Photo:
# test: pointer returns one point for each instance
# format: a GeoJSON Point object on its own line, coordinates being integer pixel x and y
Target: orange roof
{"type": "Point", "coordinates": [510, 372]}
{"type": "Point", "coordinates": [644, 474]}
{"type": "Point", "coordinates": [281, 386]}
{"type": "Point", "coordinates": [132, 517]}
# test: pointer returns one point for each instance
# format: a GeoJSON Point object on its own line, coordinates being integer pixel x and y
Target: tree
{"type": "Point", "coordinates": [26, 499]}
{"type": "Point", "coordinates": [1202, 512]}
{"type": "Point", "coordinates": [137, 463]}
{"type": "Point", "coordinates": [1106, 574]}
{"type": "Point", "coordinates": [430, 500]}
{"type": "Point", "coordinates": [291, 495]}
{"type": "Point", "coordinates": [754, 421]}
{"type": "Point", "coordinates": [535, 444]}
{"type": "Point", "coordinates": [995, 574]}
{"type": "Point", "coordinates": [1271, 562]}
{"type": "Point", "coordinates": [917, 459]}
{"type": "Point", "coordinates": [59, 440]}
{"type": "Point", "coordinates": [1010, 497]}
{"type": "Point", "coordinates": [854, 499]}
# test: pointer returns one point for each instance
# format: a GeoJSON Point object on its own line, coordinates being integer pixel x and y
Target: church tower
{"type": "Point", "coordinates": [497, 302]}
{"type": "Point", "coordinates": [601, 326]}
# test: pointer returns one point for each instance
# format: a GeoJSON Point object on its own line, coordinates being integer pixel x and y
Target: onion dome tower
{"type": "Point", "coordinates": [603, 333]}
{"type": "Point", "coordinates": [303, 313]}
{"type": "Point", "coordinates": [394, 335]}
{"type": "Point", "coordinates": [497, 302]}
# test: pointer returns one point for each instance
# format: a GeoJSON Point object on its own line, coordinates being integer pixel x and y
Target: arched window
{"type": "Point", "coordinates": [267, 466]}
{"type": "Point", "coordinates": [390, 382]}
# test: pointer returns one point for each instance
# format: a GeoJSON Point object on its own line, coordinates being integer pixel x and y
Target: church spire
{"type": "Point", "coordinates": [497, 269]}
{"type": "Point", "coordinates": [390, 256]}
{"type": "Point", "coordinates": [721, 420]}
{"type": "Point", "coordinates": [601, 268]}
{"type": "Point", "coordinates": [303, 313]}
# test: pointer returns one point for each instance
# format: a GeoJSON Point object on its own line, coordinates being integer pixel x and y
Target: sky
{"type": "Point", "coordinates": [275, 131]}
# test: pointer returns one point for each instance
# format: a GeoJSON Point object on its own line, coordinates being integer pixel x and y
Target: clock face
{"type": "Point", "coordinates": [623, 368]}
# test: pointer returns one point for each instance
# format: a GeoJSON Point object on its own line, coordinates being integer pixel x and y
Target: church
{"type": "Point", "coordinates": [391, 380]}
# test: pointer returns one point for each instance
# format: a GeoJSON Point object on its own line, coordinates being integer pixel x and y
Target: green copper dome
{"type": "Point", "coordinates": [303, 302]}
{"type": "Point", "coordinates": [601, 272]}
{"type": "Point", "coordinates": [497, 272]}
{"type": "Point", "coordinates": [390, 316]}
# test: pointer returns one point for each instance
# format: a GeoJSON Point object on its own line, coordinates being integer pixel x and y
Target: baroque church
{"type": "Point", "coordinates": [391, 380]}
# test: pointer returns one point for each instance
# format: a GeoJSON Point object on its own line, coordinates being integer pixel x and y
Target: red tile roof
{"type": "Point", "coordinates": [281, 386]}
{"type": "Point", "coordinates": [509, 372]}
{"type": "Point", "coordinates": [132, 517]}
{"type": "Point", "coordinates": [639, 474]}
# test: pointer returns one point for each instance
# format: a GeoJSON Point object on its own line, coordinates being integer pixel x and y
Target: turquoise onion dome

::::::

▶ _What is being asked_
Please repeat every entry, exactly as it was written.

▶ _Response area_
Photo:
# test: pointer returns one point for each instance
# format: a GeoJSON Point object on its own line, coordinates being integer pixel x and y
Target: orange roof
{"type": "Point", "coordinates": [510, 372]}
{"type": "Point", "coordinates": [644, 474]}
{"type": "Point", "coordinates": [281, 386]}
{"type": "Point", "coordinates": [132, 517]}
# test: pointer returns one point for each instance
# format: a GeoJSON Point object on its own line, coordinates being integer pixel x and y
Target: tree
{"type": "Point", "coordinates": [26, 499]}
{"type": "Point", "coordinates": [1202, 512]}
{"type": "Point", "coordinates": [137, 463]}
{"type": "Point", "coordinates": [1106, 574]}
{"type": "Point", "coordinates": [430, 500]}
{"type": "Point", "coordinates": [291, 495]}
{"type": "Point", "coordinates": [754, 421]}
{"type": "Point", "coordinates": [535, 444]}
{"type": "Point", "coordinates": [995, 574]}
{"type": "Point", "coordinates": [1271, 562]}
{"type": "Point", "coordinates": [917, 459]}
{"type": "Point", "coordinates": [59, 440]}
{"type": "Point", "coordinates": [1010, 497]}
{"type": "Point", "coordinates": [854, 499]}
# test: pointer returns one point for each instance
# format: a GeoJSON Point object on its own line, coordinates being integer pixel x and y
Target: church tower
{"type": "Point", "coordinates": [497, 302]}
{"type": "Point", "coordinates": [601, 326]}
# test: pointer returns one point for each instance
# format: a GeoJSON Point object on its own line, coordinates being integer pixel x and y
Target: onion dome tower
{"type": "Point", "coordinates": [603, 333]}
{"type": "Point", "coordinates": [303, 313]}
{"type": "Point", "coordinates": [394, 335]}
{"type": "Point", "coordinates": [497, 302]}
# test: pointer returns one point for each instance
# format: a GeoJSON Point object on its own line, coordinates being integer pixel x and y
Target: arched window
{"type": "Point", "coordinates": [267, 466]}
{"type": "Point", "coordinates": [390, 382]}
# test: pointer returns one point for each instance
# format: a GeoJSON Point object on its own line, coordinates being integer pixel x and y
Target: church spire
{"type": "Point", "coordinates": [497, 269]}
{"type": "Point", "coordinates": [390, 256]}
{"type": "Point", "coordinates": [721, 420]}
{"type": "Point", "coordinates": [601, 268]}
{"type": "Point", "coordinates": [303, 313]}
# test: pointer returns one point for each instance
# format: a GeoJSON Point object on its own line, coordinates being integer pixel x and y
Target: sky
{"type": "Point", "coordinates": [275, 131]}
# test: pointer returns one point for each instance
# format: a GeoJSON Point object on its own line, coordinates being integer pixel x and y
Target: clock face
{"type": "Point", "coordinates": [623, 368]}
# test: pointer returns one point for each instance
# format: a GeoJSON Point object on its own line, coordinates being integer pixel x and y
Target: church
{"type": "Point", "coordinates": [391, 380]}
# test: pointer returns one point for each instance
# format: a GeoJSON Point object on its own line, coordinates being integer pixel x and y
Target: green copper dome
{"type": "Point", "coordinates": [303, 302]}
{"type": "Point", "coordinates": [601, 272]}
{"type": "Point", "coordinates": [497, 272]}
{"type": "Point", "coordinates": [390, 316]}
# test: pointer returns one point for each instance
# format: a GeoJSON Point object on its own line, coordinates being integer pixel x and y
Target: baroque church
{"type": "Point", "coordinates": [391, 380]}
# test: pointer returns one point for each instance
# format: a GeoJSON Point object on its own line, coordinates being integer pixel x and y
Target: red tile roof
{"type": "Point", "coordinates": [281, 386]}
{"type": "Point", "coordinates": [509, 372]}
{"type": "Point", "coordinates": [132, 517]}
{"type": "Point", "coordinates": [639, 474]}
# test: pointer returns one point for each instance
# format: a GeoJSON Point object on its own line, coordinates being integer pixel x and y
Target: turquoise onion dome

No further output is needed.